---- ПРЕДЛОЖЕННЫЙ ОТРЫВОК
А. А. Реформатский. Из истории отечественной фонологии. — М., 1970. 527 стр.
Книга А. А. Реформатского посвящена только одной из страниц истории советской фонологии, а именно — истории Московской фонологической школы. Другие направления рассматриваются в ней лишь попутно как фон, на котором складывались и развивались идеи этой школы. Большую часть книги (стр. 123—523) занимает хрестоматия (точнее было бы сказать — антология) фонологических работ основателей и сторонников Московской фонологической школы, в основном — Р. И. Аванесова, В. Н. Сидорова, П. С. Кузнецова и А. А. Реформатского, опубликованных в разных изданиях, начиная с 1930 и кончая 1963 г.
Хрестоматии предпослан монографический очерк ее составителя (стр. 9—120), с рассмотрения которого естественно и начать разбор рецензируемой книги в целом.
А. А. Реформатский избрал мемуарный стиль изложения, чем освободил себя от обязанности документировать все сообщаемые им факты и сведения, многие из которых восстанавливаются просто по памяти. Для читателя такой стиль должен быть известным предупреждением, ибо никто не может поручиться за безусловную достоверность своих воспоминаний, но от читателя естественно ожидать доверия к автору, а это накладывает на него еще большую ответственность как научную, так и этическую.
В «Очерке», написанном со свойственным его автору мастерством и страстностью, сообщается немало интересного о разных важных и менее важных начинаниях и событиях в нашей лингвистике, которые многим (и не только молодому поколению) либо мало известны, либо совсем неизвестны. Воскрешаются имена лиц, о которых редко вспоминают. Интересны характеристики отдельных лингвистов. Конечно, они субъективны, но это не умаляет их ценности, поскольку они принадлежат перу одного из виднейших представителей нашей науки.
В общем, будущий историк советского языковедения найдет во 2 и 3‑м разделах «Очерка» много ценного и полезного для себя материала. Вместе с тем я должен сразу же сказать, что в «Очерке» нет не только объективной истории отечественной фонологии в целом (автор этого и не обещает сделать), но и сколько-нибудь стройного изложения путей развития теории Московской фонологической школы. Читатель не получает ясного представления даже о сущности этой теории, о том, что характеризует именно ее в отличие от всех других наших и зарубежных теорий.
Не удивительно, что автор, заканчивая свой очерк, сам заметил это упущение и вынужден был дать сжатое и догматическое изложение (как он сам его характеризует) основных положений Московской фонологической школы (стр. 114—120). При этом значительная часть сообщаемого здесь не содержит ничего специфического для МФШ (Московской фонологической школы). Например: «4. Для каждого яруса может быть выделена его основная единица. 5. Для морфологического яруса основной единицей является морфема. 6. Для фонологического (или: фонетического) яруса основной единицей является фонема… 30. При определении того или иного фонологического изменения следует опираться не на натуралистический закон М. Граммона о „более сильном звуке“, а на его интерпретацию, данную М. И. Стеблиным-Каменским, указавшим на „функционально более важный в системе элемент“» и т. д. (ср. также пп. 19, 26, 27).
--------
---- ПЕРЕЧЕНЬ МАТЕРИАЛА
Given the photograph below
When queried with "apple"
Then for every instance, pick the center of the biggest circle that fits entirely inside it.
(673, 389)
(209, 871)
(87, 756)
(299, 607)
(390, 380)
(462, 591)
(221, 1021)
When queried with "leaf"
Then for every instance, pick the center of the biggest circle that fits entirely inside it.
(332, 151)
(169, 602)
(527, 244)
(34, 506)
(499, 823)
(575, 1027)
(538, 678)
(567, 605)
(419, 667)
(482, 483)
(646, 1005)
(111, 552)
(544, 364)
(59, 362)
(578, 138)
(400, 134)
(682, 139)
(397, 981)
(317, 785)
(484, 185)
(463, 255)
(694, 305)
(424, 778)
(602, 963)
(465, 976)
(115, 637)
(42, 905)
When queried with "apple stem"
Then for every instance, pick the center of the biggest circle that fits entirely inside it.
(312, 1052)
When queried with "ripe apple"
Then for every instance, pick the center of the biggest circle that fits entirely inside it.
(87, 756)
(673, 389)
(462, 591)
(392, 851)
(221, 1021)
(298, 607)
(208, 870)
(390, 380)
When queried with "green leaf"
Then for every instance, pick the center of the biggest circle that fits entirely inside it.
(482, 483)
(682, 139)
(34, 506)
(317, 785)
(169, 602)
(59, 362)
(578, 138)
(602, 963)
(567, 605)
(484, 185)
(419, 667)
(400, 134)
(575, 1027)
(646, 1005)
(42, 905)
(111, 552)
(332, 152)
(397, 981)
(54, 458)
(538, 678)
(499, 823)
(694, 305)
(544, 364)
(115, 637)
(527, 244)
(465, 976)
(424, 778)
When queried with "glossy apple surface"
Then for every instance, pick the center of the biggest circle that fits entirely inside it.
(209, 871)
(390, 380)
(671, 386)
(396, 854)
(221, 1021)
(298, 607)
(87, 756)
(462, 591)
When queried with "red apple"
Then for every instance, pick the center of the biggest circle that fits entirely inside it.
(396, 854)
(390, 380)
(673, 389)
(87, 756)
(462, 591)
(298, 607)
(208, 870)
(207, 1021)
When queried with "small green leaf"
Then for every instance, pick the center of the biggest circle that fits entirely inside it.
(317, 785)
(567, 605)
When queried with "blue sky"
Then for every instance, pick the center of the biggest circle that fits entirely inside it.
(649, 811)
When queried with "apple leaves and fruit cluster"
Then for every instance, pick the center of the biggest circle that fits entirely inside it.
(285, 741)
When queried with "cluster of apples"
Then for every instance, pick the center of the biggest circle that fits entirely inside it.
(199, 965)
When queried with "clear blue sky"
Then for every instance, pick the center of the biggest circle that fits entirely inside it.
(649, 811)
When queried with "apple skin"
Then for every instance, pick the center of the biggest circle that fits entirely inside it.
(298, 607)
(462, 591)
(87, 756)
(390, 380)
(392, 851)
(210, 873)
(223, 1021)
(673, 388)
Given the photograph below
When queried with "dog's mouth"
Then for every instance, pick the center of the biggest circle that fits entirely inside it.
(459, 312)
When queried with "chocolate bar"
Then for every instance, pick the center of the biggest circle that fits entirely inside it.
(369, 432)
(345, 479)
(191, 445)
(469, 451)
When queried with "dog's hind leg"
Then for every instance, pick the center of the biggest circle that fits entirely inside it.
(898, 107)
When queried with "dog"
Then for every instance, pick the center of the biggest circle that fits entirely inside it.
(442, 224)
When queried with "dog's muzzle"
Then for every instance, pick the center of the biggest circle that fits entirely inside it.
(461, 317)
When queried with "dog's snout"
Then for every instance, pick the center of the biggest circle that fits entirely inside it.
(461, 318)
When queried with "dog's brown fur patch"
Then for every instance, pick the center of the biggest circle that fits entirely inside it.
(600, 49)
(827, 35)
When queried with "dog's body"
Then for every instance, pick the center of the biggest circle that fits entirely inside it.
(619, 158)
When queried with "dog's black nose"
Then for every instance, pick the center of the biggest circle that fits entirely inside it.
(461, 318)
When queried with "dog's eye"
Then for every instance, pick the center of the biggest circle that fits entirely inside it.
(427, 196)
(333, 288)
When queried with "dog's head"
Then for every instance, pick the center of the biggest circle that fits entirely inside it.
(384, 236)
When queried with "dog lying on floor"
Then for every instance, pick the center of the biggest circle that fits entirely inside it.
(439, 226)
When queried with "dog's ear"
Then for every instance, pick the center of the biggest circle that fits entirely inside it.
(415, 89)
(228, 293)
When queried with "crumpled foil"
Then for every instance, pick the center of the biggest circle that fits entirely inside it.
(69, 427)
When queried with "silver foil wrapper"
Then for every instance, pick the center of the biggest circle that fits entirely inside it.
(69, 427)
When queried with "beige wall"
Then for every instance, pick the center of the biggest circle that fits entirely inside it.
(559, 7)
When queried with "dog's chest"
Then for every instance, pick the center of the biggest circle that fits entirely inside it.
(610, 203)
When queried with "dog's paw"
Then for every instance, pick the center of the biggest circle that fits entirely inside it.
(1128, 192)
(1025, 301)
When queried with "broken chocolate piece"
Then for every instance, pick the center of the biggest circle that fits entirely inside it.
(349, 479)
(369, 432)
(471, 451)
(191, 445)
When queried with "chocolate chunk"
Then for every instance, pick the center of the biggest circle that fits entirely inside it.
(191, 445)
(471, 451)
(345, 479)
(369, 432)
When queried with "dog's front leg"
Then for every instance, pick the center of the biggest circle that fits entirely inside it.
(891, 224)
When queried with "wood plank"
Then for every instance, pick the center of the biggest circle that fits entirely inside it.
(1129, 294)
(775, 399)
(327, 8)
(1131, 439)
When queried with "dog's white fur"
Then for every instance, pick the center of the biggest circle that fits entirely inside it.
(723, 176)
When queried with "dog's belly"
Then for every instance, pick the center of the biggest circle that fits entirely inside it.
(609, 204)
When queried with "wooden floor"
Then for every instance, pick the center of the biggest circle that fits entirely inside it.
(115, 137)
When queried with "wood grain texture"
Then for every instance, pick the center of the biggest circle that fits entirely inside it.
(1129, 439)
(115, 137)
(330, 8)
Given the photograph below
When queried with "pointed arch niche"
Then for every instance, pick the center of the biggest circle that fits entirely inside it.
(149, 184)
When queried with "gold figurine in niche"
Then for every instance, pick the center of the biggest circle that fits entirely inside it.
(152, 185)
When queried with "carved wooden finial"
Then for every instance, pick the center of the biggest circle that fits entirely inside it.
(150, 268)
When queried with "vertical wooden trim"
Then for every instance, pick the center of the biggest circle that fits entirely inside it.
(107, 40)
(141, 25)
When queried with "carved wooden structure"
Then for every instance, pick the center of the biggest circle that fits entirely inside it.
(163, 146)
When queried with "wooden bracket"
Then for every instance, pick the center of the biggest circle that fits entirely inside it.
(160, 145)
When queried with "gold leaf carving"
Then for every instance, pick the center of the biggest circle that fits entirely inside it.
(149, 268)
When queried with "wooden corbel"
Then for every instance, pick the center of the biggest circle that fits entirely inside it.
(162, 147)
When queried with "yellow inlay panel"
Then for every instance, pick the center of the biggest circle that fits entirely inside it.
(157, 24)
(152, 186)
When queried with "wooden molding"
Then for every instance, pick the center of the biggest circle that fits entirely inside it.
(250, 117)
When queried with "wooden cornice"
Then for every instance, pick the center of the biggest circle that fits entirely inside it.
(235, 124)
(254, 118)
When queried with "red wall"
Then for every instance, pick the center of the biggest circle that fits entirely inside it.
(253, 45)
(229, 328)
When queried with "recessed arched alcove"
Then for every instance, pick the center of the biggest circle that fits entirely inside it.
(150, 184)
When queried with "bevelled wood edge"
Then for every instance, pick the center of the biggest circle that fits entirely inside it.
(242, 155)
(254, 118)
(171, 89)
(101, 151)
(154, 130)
--------
--- ЗАДАНИЯ ДЛЯ ВЫПОЛНЕНИЯ ---
(a) Укажите, какой стиль изложения избрал А. А. Реформатский в своем очерке, согласно рецензии на его книгу.
(b) Напишите продолжение рецензии на книгу А. А. Реформатского, начав сразу после ее последнего предложения.

--- ОТВЕТЫ К УПРАЖНЕНИЮ ---
(a) Мемуарный стиль изложения.

(b)
Для недостаточно осведомленного читателя остается неясным, что́ именно отличает теорию МФШ от других фонологических теорий. В очерке недостаточно ясно показано, что началом теории МФШ, наиболее характерной для нее особенностью является признание всех комбинаторно и позиционно обусловленных чередований звуков модификациями фонемы, независимо от того, используются ли когда-нибудь в данном языке чередующиеся звуки как противопоставленные фонемы или же не используются, иначе говоря, свойственны ли данные чередования сильной позиции (позиции максимального различения фонем) или только слабой (т. е. позиции нейтрализации). Первый вид модификации дает вариации фонем, второй — варианты. Особенно необходимо было бы подчеркнуть это особое значение термина «вариант», которое отличается от его трактовки в мировой фонологии. Указанное положение является центральной идеей МФШ, характеризующей ее на протяжении всей истории этой школы. Оно является той лакмусовой бумажкой, по которой можно определить принадлежность того или иного фонолога к МФШ.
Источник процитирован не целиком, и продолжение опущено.